** TASK INPUTS **

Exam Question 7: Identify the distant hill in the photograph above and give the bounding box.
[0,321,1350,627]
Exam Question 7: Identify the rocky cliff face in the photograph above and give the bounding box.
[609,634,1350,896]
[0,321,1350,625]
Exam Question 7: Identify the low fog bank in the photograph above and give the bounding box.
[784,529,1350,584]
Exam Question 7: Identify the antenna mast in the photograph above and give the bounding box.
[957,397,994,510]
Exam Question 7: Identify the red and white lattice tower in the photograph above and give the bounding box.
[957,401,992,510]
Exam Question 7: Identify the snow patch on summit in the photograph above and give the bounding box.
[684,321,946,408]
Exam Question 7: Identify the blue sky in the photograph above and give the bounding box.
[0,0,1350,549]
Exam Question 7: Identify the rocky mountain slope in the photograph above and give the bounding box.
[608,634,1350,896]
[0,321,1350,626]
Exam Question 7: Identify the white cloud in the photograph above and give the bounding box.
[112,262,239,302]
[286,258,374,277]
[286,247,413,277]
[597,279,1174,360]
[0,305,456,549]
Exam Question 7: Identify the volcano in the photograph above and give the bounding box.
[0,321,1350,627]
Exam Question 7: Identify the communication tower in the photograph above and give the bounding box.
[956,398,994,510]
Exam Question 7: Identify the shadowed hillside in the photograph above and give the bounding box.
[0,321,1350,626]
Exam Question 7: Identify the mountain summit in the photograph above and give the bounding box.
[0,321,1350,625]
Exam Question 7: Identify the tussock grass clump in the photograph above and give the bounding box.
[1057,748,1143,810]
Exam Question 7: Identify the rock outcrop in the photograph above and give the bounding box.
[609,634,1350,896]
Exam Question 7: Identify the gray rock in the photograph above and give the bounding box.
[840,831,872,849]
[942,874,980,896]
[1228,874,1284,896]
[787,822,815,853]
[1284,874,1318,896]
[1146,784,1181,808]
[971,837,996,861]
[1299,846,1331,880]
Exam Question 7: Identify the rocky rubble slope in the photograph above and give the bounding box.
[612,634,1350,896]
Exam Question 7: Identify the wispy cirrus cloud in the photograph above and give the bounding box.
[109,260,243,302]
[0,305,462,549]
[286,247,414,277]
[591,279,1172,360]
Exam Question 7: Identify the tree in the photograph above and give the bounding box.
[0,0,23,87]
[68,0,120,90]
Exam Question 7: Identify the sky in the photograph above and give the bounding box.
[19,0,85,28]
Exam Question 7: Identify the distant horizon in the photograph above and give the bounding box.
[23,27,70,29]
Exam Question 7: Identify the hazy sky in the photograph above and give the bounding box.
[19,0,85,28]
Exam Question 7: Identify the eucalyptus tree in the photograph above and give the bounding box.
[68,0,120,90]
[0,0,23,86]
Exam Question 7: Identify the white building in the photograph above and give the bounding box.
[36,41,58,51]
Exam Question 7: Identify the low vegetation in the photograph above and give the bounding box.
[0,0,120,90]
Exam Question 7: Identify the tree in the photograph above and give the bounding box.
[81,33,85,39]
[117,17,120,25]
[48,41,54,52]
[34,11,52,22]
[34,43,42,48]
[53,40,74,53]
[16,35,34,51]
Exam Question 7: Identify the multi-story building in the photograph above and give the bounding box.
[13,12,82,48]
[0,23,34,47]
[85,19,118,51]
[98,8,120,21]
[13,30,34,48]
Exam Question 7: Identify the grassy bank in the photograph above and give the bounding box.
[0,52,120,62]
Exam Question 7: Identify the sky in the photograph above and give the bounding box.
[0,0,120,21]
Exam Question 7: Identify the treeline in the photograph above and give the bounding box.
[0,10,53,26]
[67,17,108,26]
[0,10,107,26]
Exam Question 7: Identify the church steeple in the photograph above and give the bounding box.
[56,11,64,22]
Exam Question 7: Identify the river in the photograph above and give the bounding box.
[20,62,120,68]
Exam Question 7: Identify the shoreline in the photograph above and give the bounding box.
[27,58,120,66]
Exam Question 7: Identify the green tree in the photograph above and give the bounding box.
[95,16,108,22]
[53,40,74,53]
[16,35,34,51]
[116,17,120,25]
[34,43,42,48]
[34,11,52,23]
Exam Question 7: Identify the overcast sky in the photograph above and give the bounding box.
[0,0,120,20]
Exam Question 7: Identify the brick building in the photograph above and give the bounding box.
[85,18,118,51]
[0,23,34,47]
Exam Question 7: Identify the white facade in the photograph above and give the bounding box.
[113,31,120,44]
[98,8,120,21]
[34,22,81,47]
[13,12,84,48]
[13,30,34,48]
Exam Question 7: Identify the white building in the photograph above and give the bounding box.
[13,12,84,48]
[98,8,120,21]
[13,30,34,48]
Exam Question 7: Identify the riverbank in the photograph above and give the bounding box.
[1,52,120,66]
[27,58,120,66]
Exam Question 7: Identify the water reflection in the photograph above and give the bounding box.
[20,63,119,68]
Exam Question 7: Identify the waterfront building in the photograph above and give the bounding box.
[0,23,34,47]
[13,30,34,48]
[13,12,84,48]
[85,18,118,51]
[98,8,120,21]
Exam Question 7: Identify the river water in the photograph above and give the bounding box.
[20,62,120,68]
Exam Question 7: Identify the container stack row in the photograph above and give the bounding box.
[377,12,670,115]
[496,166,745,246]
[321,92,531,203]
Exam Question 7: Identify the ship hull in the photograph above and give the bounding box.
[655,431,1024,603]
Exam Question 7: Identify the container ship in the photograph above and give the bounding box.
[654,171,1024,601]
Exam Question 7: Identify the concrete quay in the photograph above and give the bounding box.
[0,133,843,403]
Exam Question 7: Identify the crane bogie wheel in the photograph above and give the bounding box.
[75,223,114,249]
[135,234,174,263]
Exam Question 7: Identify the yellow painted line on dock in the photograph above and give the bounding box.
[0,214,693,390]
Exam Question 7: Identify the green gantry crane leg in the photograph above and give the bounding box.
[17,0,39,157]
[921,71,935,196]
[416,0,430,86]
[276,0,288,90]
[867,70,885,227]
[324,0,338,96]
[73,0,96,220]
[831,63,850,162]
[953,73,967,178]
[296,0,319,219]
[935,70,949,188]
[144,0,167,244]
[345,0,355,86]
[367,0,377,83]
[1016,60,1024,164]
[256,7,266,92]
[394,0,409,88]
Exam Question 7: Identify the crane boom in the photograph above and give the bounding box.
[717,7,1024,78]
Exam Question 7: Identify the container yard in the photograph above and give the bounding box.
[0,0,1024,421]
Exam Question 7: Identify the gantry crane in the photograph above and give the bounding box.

** WHAT THE TASK REQUIRES **
Reproduce the portion of the records that opens with the line containing "Exam Question 7: Identify the river water" and closes with the line containing "[655,431,1024,603]", substituting "vessel hull" for "ship hull" and leaving everything else unchanged.

** SOLUTION FOR THIS PROBLEM **
Exam Question 7: Identify the river water in the photograph above and give the bounding box.
[20,62,120,68]
Exam Question 7: Identify the container stack row in the photograph above and give the bounding box.
[377,12,670,115]
[496,166,745,246]
[321,92,531,203]
Exam Question 7: Identify the vessel hull in the photograph above and give the bounding box.
[655,431,1024,603]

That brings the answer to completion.